### TASK GOAL
Every line must be returned precisely as it is written.

### INPUT FOR THIS TASK
* * * * * * * * *

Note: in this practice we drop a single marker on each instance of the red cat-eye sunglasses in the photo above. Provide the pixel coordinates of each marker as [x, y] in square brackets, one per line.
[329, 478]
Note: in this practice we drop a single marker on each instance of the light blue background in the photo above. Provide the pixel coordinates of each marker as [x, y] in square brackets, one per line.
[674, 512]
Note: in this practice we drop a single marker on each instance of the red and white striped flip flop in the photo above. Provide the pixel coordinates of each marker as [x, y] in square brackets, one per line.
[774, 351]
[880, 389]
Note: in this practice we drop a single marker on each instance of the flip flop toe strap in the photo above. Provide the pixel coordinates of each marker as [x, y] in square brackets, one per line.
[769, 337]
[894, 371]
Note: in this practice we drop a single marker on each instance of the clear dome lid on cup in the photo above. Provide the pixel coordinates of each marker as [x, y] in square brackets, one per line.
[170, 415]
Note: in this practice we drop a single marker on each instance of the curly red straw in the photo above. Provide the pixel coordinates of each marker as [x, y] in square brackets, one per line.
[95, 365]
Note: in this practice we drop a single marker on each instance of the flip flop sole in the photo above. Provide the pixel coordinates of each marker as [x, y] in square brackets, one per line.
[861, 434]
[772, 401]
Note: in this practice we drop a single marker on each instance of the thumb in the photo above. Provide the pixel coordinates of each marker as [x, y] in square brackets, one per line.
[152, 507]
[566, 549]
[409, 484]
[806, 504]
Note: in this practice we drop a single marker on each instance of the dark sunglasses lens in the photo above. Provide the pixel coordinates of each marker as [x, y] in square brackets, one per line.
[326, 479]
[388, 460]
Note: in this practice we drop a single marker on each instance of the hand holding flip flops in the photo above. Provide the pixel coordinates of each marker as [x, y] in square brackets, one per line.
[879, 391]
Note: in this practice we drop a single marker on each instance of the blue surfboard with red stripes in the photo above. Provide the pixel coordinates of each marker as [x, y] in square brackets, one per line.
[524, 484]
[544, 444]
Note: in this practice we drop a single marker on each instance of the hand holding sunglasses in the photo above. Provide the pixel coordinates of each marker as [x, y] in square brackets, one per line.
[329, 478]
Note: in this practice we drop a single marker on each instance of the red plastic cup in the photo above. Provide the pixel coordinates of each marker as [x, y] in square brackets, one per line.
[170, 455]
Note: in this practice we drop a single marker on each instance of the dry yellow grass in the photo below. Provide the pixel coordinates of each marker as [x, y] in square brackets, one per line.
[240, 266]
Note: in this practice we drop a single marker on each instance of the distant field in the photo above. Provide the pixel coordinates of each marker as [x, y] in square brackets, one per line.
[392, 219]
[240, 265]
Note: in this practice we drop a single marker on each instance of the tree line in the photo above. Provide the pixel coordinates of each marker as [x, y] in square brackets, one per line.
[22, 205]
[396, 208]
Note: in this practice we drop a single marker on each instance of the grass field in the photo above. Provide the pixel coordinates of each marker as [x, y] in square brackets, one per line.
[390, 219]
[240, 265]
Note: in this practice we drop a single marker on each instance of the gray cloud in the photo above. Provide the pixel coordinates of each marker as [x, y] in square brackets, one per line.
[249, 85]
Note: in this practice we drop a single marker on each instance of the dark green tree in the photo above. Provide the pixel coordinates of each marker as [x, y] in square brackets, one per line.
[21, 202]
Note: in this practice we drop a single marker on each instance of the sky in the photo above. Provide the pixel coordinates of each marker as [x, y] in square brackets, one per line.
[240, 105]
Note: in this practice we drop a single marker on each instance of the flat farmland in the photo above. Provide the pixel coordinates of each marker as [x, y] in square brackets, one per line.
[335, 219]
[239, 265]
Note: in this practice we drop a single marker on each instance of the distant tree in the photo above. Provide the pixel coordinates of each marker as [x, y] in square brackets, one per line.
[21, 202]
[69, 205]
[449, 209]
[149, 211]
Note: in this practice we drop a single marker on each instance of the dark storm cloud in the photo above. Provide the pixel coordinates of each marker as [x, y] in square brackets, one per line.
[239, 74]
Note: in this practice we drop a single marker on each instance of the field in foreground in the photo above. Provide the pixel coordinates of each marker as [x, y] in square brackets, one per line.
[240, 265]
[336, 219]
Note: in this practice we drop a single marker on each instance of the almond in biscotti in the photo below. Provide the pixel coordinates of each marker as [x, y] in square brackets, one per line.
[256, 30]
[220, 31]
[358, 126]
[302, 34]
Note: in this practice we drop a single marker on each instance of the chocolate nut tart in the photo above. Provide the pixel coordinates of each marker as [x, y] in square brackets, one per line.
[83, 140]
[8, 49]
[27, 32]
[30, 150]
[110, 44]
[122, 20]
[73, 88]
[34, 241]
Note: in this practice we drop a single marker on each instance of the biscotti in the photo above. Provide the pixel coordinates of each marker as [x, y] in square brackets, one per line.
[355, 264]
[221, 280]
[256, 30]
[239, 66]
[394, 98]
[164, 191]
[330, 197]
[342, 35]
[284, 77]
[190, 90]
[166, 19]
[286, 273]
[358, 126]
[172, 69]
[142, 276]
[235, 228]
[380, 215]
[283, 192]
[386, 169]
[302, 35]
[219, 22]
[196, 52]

* * * * * * * * *

### OUTPUT OF THE EXERCISE
Note: in this practice we drop a single marker on each instance of the red cat-eye sunglasses in the photo above. Provide the pixel coordinates of each marker as [x, y] in square brackets, one per line.
[329, 478]
Note: in this practice we drop a single marker on each instance of the light blue background in the photo above. Provide the pixel coordinates of each marker as [x, y] in square brackets, one per line.
[674, 512]
Note: in this practice we drop a single marker on each instance of the red and white striped flip flop in the photo above. Provide the pixel coordinates of each marker as [x, y] in square brackets, one per line.
[774, 351]
[880, 389]
Note: in this practice we drop a single marker on each instance of the flip flop toe strap in the photo above. Provide the pixel coordinates of each marker as [x, y] in square brackets, one per line.
[769, 337]
[894, 371]
Note: in this practice we drop a single marker on each instance of the clear dome lid on cup in the photo above. Provide the pixel coordinates of each marker as [x, y] in square brackets, one per line.
[170, 415]
Note: in this practice we drop a single marker on each instance of the curly red straw in the photo above. Provide the pixel coordinates of each marker as [x, y] in square brackets, one per line.
[95, 365]
Note: in this practice we drop a single marker on each instance of the flip flop sole in the photo above. Provide the pixel coordinates of each marker as [x, y] in square brackets, one per line.
[861, 434]
[772, 401]
Note: in this practice we drop a single marker on each instance of the thumb in the photo above. Provide the pixel coordinates of each marker as [x, y] in square brackets, one per line.
[152, 507]
[566, 549]
[409, 484]
[806, 504]
Note: in this practice we drop a single marker on each instance of the dark sunglasses lens in the photo above. Provide the pixel coordinates of each marker as [x, y] in square brackets, one per line.
[326, 479]
[388, 460]
Note: in this practice we drop a single marker on each instance of the hand holding flip flops in the photo above. Provide the pixel coordinates of each marker as [x, y] in square brackets, one per line.
[879, 391]
Note: in this practice we drop a single marker on each instance of the blue surfboard with red stripes in the photo above. Provide the pixel coordinates of each marker as [x, y] in square brackets, one per line.
[524, 484]
[544, 444]
Note: in this practice we drop a single marker on each instance of the hand holding sunglasses in the photo above. Provide the pixel coordinates of each marker as [x, y] in square brackets, one per line.
[329, 478]
Note: in this practice we drop a single marker on each instance of the red plastic cup in the photo above. Provide the pixel coordinates of each marker as [x, y] in square brackets, one per line.
[170, 455]
Note: in this practice we drop a single marker on each instance of the dry yellow grass in the photo below. Provide the pixel coordinates of each marker as [x, y] in square brackets, one per line.
[240, 266]
Note: in this practice we drop a single marker on each instance of the distant field in the photo above. Provide the pixel coordinates of each marker as [x, y] in square brackets, one per line.
[392, 219]
[240, 265]
Note: in this practice we drop a single marker on each instance of the tree line in the photo above. Provide the pixel coordinates of each marker as [x, y] in square brackets, one per line.
[22, 205]
[396, 208]
Note: in this practice we drop a single marker on each instance of the grass field in the photo above. Provide the pixel coordinates of each marker as [x, y] in square brackets, one per line.
[390, 219]
[240, 265]
Note: in this practice we drop a single marker on each instance of the gray cloud in the photo above. Provide the pixel coordinates of each marker as [x, y] in square brackets, one per line.
[249, 85]
Note: in this practice we drop a single marker on each instance of the dark green tree in the photo above. Provide the pixel coordinates of each marker as [x, y] in square brackets, one per line.
[21, 202]
Note: in this practice we drop a single marker on each instance of the sky in the photo above. Provide the pixel coordinates of each marker as [x, y] in square brackets, one per line.
[240, 105]
Note: in this practice we drop a single marker on each instance of the flat farmland in the photo above. Provide the pixel coordinates of each marker as [x, y] in square brackets, one per line.
[335, 219]
[239, 265]
Note: in this practice we drop a single marker on each instance of the distant tree in the photo above. Provide the pixel coordinates of each marker as [x, y] in square brackets, one per line.
[21, 202]
[69, 205]
[449, 209]
[149, 211]
Note: in this practice we drop a single marker on each instance of the dark storm cloud in the photo above. Provide the pixel coordinates of each marker as [x, y] in square brackets, one per line.
[239, 74]
Note: in this practice we drop a single marker on each instance of the field in foreground in the photo above. Provide the pixel coordinates of each marker as [x, y] in square brackets, one per line.
[240, 265]
[336, 219]
Note: in this practice we drop a single marker on each instance of the almond in biscotti in the photo below. Provide the pixel coordinates of each marker as [x, y] in square brackets, one per line.
[256, 30]
[220, 31]
[358, 126]
[302, 34]
Note: in this practice we drop a single marker on each instance of the chocolate nut tart in the photo above. Provide the pixel coordinates of each marker as [x, y] in square brackets, one per line.
[83, 140]
[8, 49]
[27, 32]
[30, 150]
[110, 44]
[122, 20]
[73, 88]
[34, 241]
Note: in this practice we drop a single marker on each instance of the biscotti in the photo above. Provide the pixel coordinates of each marker as [x, y] in square brackets, one per line.
[355, 264]
[221, 280]
[256, 30]
[239, 66]
[394, 98]
[164, 191]
[330, 197]
[342, 35]
[284, 77]
[190, 90]
[166, 19]
[286, 273]
[358, 126]
[172, 69]
[142, 276]
[235, 228]
[380, 215]
[283, 192]
[386, 169]
[302, 35]
[219, 22]
[196, 52]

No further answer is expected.